--- DATASET RECORDS Enclosed Below ---

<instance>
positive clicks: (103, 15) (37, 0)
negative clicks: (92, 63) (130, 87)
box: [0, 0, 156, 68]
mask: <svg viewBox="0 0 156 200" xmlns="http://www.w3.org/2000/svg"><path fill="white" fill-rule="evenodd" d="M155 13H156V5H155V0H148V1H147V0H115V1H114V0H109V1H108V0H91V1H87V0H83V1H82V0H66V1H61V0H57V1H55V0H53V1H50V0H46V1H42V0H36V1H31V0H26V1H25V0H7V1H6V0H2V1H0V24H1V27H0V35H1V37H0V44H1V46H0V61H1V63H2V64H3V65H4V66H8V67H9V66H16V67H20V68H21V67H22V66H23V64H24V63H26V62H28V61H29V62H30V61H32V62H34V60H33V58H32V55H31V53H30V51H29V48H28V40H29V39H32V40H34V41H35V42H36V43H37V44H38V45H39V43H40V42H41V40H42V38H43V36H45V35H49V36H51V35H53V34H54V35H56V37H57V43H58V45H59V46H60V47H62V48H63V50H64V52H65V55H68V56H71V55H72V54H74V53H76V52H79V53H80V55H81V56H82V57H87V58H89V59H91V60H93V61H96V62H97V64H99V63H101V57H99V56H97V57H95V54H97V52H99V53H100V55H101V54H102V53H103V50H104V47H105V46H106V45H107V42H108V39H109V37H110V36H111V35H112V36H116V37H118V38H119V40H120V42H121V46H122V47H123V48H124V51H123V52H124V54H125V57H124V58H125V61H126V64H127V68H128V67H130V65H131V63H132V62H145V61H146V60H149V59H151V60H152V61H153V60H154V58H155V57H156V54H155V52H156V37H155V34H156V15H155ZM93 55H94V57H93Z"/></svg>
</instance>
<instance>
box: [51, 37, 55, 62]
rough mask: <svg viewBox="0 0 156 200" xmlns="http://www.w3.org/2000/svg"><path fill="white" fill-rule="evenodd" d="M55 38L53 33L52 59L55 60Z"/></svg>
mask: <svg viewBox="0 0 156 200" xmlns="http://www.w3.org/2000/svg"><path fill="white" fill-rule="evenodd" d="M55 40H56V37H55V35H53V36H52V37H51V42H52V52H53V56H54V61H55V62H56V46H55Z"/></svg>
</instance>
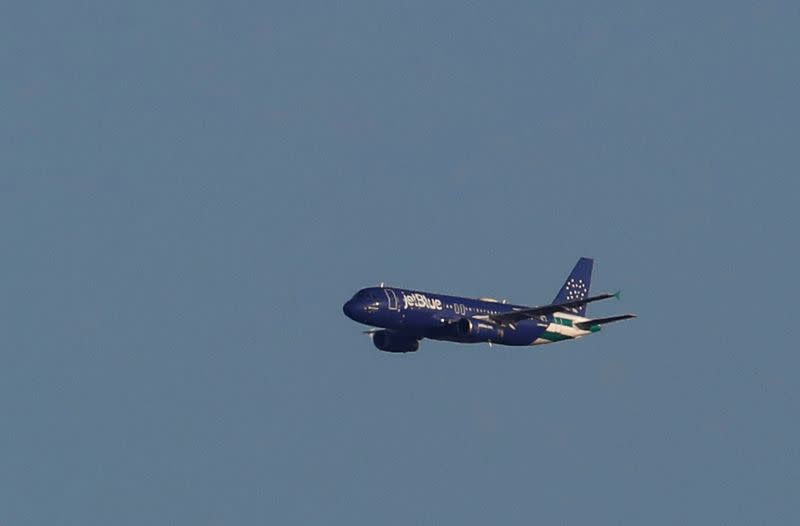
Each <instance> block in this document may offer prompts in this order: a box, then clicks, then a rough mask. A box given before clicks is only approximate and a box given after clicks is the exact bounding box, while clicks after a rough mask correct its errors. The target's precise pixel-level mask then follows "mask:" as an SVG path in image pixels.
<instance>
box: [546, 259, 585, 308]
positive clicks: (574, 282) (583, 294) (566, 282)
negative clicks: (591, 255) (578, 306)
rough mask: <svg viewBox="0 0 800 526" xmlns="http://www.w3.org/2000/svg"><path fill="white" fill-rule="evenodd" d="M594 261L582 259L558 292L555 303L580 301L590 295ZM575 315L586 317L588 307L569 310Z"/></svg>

--- End of Enclosed DATASET RECORDS ---
--- DATASET RECORDS Enclosed Below ---

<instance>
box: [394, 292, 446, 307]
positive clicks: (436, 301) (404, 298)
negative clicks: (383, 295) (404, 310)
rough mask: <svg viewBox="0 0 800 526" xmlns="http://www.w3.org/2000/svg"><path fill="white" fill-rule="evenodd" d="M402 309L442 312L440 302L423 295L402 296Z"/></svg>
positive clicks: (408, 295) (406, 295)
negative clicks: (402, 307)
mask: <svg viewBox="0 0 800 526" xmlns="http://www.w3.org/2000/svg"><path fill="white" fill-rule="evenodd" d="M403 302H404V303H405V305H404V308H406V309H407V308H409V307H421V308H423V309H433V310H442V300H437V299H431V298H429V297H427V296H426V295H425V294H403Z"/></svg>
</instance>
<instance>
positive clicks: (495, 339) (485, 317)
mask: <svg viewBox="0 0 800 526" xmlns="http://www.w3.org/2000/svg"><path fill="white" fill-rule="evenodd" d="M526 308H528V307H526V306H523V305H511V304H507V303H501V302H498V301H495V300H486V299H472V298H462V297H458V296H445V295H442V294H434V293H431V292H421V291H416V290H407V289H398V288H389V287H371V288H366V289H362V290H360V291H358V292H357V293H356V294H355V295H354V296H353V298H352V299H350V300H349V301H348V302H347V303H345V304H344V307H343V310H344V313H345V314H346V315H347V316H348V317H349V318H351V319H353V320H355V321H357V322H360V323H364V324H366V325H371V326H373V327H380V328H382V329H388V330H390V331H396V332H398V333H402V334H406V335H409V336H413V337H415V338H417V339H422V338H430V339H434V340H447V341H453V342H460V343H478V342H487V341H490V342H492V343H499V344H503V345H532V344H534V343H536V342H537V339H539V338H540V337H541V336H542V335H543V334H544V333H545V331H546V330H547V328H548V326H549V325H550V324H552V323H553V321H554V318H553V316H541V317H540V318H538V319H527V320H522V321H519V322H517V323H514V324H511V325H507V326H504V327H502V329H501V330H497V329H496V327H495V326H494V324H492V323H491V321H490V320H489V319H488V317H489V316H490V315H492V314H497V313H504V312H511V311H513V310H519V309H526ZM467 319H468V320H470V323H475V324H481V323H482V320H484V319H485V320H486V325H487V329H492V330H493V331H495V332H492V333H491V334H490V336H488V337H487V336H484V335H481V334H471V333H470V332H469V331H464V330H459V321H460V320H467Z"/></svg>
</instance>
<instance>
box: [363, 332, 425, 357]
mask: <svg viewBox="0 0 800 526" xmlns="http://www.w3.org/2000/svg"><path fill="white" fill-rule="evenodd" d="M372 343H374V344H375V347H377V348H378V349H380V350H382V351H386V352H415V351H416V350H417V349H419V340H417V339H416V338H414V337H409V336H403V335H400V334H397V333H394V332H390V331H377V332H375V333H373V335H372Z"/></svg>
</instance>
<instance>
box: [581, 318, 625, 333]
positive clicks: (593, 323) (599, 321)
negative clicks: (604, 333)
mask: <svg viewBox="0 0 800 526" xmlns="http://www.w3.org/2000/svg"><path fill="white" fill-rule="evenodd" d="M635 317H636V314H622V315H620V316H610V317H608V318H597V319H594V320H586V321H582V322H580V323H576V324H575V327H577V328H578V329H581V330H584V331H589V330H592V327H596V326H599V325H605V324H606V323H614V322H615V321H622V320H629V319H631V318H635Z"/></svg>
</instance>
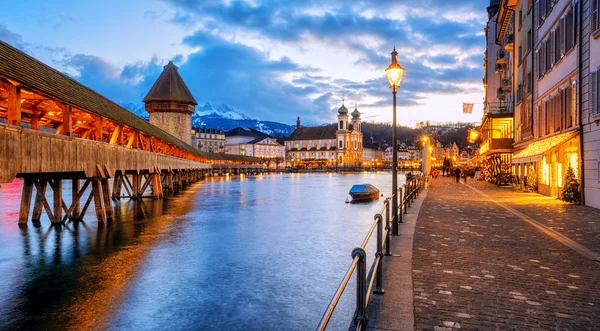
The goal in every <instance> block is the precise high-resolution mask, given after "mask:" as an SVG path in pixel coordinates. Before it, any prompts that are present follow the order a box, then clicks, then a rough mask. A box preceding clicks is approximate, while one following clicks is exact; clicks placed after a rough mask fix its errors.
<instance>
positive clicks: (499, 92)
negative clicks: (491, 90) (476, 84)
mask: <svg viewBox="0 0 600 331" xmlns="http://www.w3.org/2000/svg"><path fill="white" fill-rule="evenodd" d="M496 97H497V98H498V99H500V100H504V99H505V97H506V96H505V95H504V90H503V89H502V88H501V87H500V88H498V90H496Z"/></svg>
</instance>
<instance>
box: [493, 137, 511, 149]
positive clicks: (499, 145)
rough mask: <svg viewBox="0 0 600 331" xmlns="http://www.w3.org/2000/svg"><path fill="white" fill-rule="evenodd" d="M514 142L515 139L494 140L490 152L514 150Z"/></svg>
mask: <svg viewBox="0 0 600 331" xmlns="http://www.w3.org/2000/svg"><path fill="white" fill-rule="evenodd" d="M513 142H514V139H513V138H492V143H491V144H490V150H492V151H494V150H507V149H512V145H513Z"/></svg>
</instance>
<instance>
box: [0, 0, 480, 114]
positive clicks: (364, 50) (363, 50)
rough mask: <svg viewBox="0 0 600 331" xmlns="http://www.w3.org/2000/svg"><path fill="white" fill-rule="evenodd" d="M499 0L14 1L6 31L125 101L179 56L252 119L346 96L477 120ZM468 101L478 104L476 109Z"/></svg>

--- End of Enclosed DATASET RECORDS ---

### ASSIGNMENT
What lines above contain the word "given"? Return each such line.

### EXPECTED ANSWER
Each <instance> block in this document may offer prompts in this order: a box, then clicks, then a rough mask. A box given before clicks is only approximate and a box given after clicks is the exact bounding box, while clicks after a rough mask correct its errors. The target's precise pixel-level mask then follows "mask:" as an SVG path in image pixels.
The goal in every <instance> block is the precise high-resolution mask, given after "mask:" as an SVG path in pixel coordinates. Before it, any prompts that are present follow the order a box, then clicks, then a rough mask. A box preceding clicks is approximate, while one following clicks is exact; clicks placed after a rough mask fix its errors.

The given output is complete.